» Brief 1: According to the news excerpt, how old was Robinson when she apparently first started drinking?
» Brief 2: List every criminal charge that the news excerpt mentions in connection with Robinson.
» Brief 3: Return the part of the news excerpt that opens with the words containing "Her wavy hair" and closes with "current mental condition.", copied word for word.

» Text under study:
■ ■ ■ ■ ■ ■ ■

The babies' deaths revealed failings in how child-welfare workers handled the situation, prompting the state to strengthen training and requirements for social workers.

The case also brought reform to child-neglect laws in a bill named after the two boys and left the state to pay more than $2 million for failing to protect them.

In court on Thursday, Robinson -- who originally faced second-degree murder charges -- spoke softly, shaking visibly as she confirmed that she understood the manslaughter charges and answered "guilty" to each.

Her wavy hair now graying, the 39-year-old woman also pleaded guilty to a reckless-endangerment charge for creating a "substantial risk of death" for the 2-year-old boy who survived.

Now 5, he lives with a relative of his father, who said the child is "doing remarkably well."

Robinson's attorneys, Lisa Mulligan and Scott Schmidt, declined to comment on the plea agreement or Robinson's current mental condition.

The woman apparently first started drinking when she was 14 to numb the pain of sexual abuse and was on a waiting list for treatment when her sons died.

■ ■ ■ ■ ■ ■ ■

Stored dataset items
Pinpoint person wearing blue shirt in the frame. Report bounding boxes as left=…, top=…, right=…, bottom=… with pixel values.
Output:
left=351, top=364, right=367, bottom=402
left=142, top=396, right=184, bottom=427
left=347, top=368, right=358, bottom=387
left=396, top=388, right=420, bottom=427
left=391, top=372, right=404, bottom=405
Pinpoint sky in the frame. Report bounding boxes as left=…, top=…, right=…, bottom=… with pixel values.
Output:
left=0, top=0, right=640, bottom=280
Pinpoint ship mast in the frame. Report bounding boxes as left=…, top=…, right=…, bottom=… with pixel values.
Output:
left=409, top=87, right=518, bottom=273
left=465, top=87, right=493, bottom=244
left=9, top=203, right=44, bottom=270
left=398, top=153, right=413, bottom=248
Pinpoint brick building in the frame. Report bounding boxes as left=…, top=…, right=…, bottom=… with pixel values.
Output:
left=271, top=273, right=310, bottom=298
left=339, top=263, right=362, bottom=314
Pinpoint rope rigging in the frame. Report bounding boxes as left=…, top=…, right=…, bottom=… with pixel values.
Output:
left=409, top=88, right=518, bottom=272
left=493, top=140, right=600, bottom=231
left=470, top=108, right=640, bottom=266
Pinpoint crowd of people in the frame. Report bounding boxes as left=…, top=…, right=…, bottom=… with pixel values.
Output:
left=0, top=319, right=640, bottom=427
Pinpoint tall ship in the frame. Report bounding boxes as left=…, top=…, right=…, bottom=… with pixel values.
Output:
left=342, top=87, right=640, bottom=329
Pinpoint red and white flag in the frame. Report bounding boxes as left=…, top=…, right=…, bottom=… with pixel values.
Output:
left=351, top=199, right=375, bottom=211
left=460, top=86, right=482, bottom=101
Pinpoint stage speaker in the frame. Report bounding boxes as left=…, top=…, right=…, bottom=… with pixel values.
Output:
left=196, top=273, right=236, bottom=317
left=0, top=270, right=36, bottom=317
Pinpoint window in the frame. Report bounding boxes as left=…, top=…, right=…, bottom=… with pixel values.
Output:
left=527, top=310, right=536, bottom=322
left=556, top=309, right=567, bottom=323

■ ■ ■ ■ ■ ■ ■

» Your response 1: She was 14.

» Your response 2:
- Second-degree murder charges
- Manslaughter charges
- A reckless-endangerment charge

» Your response 3:
Her wavy hair now graying, the 39-year-old woman also pleaded guilty to a reckless-endangerment charge for creating a "substantial risk of death" for the 2-year-old boy who survived.

Now 5, he lives with a relative of his father, who said the child is "doing remarkably well."

Robinson's attorneys, Lisa Mulligan and Scott Schmidt, declined to comment on the plea agreement or Robinson's current mental condition.